# 95 Jeep Grand cherokee Limited Turns Over but won't start



## Limited (Jan 12, 2010)

My Jeep GC has problems it's a 6Cyl 4.0L

There is a drain on the battery, I took off the negative battery lead and attached a test lamp. Pulled all the fuses and the test lamp stayed on. Until I pulled the main Fuse for the fuse panel.

On top of this the engine now turns over but won;t fire. It started out ok but little by little it would not start every now and again. But now it just won;t fire. I pulled a plug out today and it didn't spark. The gauges all work and there is plenty of power in the battery. When I try to start it I can here the Fuel pump running.
What is the problem. Is is the MAP sensor?


----------



## DIYtestdummy (Jan 16, 2008)

Try testing your coil pack, I think by this year Jeep had distributor-less ignition. If you have a distributor check the cap and rotor. By fuse do you mean relay? One of the ones you pulled/replaced could have been bad.


----------



## Limited (Jan 12, 2010)

I checked the Distributor and rotor. Not too sure what to look for. There was very little wear. 
How do i test the coil pack?
In the main fuse panel there is a diagram with all the fuses marked.
I believe it is a 40amp fuse that is marked fuse panel. This turns off the test lamp but nothing else.
I assume both these problems are in someway related.


----------



## Limited (Jan 12, 2010)

How can you test the relay to see if it is bad?
Please excuse my ignorance but I'm new to this auto game.


----------



## Billy_Bob (Sep 11, 2008)

Try jump starting it and see if it starts.

Or try charging the battery overnight with a battery charger.

**Supplied records**.

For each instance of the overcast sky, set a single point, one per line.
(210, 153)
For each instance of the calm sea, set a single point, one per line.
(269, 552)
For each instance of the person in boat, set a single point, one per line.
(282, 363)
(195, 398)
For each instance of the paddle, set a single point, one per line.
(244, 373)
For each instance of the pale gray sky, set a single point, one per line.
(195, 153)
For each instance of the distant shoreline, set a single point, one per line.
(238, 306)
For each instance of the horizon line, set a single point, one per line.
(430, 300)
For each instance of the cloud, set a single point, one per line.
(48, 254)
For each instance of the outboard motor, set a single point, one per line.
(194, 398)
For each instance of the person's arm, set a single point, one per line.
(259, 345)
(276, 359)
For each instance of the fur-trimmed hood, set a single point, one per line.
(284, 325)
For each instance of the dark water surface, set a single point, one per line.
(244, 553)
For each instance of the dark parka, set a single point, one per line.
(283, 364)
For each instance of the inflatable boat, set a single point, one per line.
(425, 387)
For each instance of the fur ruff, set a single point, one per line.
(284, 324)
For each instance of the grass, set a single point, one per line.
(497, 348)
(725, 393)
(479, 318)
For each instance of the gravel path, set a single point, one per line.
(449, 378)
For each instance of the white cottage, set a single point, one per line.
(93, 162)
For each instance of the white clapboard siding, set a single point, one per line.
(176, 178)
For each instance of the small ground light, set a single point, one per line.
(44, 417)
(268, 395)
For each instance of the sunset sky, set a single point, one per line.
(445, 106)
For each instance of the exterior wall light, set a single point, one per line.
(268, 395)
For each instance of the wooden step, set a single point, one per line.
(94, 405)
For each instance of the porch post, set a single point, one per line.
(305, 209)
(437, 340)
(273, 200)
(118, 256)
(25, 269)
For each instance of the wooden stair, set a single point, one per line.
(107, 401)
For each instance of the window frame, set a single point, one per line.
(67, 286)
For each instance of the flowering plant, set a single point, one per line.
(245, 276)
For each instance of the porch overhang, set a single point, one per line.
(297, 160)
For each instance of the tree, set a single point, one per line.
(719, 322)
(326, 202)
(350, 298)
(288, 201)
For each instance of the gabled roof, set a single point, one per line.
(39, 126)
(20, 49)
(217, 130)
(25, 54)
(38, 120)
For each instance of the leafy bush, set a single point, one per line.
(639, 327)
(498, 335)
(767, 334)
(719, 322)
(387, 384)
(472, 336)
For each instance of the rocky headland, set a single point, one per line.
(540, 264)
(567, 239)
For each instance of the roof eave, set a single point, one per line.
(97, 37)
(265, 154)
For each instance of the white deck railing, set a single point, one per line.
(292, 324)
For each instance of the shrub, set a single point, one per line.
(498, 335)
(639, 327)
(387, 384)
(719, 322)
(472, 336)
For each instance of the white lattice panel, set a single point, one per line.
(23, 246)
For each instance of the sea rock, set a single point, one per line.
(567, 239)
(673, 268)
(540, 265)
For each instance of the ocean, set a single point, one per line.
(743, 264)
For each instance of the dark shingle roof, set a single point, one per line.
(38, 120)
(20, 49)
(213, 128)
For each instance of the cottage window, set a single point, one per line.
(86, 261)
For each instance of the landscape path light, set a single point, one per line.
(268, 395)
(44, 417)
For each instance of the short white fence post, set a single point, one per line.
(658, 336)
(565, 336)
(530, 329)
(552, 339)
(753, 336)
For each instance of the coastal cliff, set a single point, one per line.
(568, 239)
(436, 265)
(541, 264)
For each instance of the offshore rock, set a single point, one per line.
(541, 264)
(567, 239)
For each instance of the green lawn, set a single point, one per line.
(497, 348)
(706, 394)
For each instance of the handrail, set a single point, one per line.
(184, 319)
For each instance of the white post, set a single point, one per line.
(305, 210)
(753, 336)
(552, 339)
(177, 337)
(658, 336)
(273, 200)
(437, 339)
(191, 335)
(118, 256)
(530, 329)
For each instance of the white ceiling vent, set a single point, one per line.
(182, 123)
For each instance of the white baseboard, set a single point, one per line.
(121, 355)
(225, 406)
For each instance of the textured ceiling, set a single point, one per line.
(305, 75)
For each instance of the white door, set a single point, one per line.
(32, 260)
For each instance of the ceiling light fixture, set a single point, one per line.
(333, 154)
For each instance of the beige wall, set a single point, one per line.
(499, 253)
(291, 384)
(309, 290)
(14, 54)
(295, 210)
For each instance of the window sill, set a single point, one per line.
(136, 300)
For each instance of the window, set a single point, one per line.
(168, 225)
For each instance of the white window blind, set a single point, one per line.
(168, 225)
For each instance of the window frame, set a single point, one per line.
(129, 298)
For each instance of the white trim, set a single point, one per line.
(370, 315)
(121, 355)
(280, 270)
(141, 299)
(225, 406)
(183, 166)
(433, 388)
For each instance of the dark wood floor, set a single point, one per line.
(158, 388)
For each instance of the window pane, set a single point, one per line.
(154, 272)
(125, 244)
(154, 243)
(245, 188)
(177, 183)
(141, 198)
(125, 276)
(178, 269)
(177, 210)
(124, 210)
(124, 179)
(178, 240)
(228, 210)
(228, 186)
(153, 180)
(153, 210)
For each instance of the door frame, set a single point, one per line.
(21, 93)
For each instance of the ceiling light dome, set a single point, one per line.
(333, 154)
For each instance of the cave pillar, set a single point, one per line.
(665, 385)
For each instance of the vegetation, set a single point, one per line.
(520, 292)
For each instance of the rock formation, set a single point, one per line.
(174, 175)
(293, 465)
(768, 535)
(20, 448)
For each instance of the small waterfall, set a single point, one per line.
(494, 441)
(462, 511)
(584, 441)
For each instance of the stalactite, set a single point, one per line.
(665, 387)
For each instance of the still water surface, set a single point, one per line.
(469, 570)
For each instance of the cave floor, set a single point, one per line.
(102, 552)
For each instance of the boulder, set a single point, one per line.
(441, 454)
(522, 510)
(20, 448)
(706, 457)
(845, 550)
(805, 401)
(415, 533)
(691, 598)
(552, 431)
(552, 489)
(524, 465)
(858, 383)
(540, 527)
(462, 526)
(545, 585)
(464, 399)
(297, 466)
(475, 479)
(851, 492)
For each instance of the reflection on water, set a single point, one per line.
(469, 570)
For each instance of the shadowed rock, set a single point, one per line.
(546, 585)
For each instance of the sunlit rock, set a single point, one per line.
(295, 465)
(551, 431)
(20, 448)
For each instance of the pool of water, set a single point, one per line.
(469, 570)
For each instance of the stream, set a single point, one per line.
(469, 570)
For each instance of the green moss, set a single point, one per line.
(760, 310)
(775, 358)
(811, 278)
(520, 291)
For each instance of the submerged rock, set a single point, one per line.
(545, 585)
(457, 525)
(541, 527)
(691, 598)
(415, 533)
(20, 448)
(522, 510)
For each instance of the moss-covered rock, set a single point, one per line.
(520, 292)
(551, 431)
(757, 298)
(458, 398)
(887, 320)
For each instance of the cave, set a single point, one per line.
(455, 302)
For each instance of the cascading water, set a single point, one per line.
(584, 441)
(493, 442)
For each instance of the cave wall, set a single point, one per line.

**Requests**.
**a.** In the Jeep thread, what amperage is the fuse marked "fuse panel" believed to be?
**b.** Please offset the rows from the line containing "For each instance of the shadowed" through the end of the rows, writing out every line in that stretch again with 54 added to each number in the coordinates.
The Jeep thread and the rows are unrelated to each other.

**Problem solutions**.
**a.** It is believed to be a 40-amp fuse.

**b.**
For each instance of the shadowed rock, set a single point, one per line.
(600, 639)
For each instance of the sunlit rock, set a single point, one per line.
(349, 519)
(605, 485)
(74, 502)
For each instance of the pool of water, set a single point, one per line.
(523, 624)
For each instance of the stream, set a single point, one per line.
(523, 624)
For each instance of the green moss, set a single point, one per line.
(814, 364)
(829, 412)
(865, 332)
(574, 345)
For each instance of the submerged rock, set a single point, one per line.
(599, 639)
(511, 579)
(595, 581)
(745, 652)
(469, 587)
(74, 502)
(576, 564)
For each instance of the moss-covered rock, set a single point, one per line.
(574, 346)
(605, 485)
(811, 352)
(512, 452)
(941, 374)
For each instance of the cave, set a single point, one per line.
(509, 356)
For each instance of the cascading water, set a single point, one per line.
(638, 495)
(547, 496)
For each instance of the cave wall, set a single point, one per line.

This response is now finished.